EXERCISE DETAILS
The line containing "Point on each instance of the washer" and every line after it, through the last, are to be extracted exactly; no other lines belong in the answer.

MATERIAL PROVIDED
_ _ _ _ _ _ _
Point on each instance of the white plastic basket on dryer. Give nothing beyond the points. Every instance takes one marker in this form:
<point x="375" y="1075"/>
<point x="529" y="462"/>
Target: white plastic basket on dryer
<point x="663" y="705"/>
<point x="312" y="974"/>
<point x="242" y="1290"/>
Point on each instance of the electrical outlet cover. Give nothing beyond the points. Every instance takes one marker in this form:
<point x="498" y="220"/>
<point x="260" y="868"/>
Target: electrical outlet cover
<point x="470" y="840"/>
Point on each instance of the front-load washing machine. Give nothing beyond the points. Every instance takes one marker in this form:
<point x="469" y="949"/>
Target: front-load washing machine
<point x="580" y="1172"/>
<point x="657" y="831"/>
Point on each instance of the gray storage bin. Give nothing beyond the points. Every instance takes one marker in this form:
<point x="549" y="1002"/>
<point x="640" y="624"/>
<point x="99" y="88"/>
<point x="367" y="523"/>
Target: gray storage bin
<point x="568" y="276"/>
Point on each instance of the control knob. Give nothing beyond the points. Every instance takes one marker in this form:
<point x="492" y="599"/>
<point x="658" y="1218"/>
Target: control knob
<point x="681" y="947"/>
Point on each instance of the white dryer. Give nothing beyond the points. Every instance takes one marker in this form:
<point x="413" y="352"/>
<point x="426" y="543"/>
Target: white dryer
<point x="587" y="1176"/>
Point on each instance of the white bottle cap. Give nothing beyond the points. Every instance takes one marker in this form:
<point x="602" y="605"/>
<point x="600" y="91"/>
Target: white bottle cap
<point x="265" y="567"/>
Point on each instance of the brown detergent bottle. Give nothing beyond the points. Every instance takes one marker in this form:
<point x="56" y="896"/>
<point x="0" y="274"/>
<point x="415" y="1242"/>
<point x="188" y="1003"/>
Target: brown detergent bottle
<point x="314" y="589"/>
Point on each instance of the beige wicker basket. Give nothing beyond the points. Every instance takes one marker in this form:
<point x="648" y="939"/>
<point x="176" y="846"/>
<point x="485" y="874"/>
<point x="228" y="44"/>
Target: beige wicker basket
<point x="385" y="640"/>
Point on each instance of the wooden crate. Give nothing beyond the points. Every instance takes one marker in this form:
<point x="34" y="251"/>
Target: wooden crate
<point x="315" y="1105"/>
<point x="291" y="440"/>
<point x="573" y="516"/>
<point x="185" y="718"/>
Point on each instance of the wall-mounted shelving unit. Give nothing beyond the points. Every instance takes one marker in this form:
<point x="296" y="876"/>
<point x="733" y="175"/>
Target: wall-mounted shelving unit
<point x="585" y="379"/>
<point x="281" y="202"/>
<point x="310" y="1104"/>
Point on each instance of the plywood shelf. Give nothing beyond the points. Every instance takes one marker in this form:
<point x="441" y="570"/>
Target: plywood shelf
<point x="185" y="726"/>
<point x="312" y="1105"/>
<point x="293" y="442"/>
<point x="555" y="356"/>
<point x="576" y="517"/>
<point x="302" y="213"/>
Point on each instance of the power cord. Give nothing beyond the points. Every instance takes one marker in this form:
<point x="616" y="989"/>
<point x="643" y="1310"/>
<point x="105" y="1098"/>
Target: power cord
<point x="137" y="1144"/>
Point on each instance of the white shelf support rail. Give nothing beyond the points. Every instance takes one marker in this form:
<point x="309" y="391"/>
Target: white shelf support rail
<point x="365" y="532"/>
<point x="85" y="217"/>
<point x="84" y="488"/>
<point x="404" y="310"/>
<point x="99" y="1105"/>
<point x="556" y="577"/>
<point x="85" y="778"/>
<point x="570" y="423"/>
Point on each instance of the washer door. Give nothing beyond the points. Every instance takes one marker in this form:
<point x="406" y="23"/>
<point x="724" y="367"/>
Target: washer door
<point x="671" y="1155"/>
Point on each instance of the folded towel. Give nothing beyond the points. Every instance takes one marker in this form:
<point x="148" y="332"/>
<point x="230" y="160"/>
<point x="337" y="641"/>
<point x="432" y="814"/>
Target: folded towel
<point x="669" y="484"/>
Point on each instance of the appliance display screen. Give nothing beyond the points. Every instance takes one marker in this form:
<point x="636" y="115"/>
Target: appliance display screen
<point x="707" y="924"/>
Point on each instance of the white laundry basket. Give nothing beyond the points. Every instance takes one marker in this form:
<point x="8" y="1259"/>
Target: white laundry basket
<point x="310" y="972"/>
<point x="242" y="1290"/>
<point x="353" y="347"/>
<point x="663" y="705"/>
_ _ _ _ _ _ _
FINAL RESULT
Point on each instance of the washer door. Give nothing beyond the points. Every instance takes one marker in this form:
<point x="406" y="23"/>
<point x="724" y="367"/>
Target: washer door
<point x="671" y="1155"/>
Point on each instance of the folded towel. Give nothing beyond the points. Every instance takes one marker in this form:
<point x="148" y="332"/>
<point x="230" y="160"/>
<point x="337" y="641"/>
<point x="432" y="814"/>
Target: folded towel
<point x="669" y="484"/>
Point on each instance of the appliance display screen. Give nothing beyond the points. Every instance takes one marker in this form:
<point x="636" y="115"/>
Target: appliance display screen
<point x="707" y="924"/>
Point on each instance of the white laundry basket. Give nothing beyond the points. Every instance takes one marker in this form:
<point x="8" y="1259"/>
Target: white laundry basket
<point x="310" y="972"/>
<point x="242" y="1290"/>
<point x="353" y="347"/>
<point x="663" y="705"/>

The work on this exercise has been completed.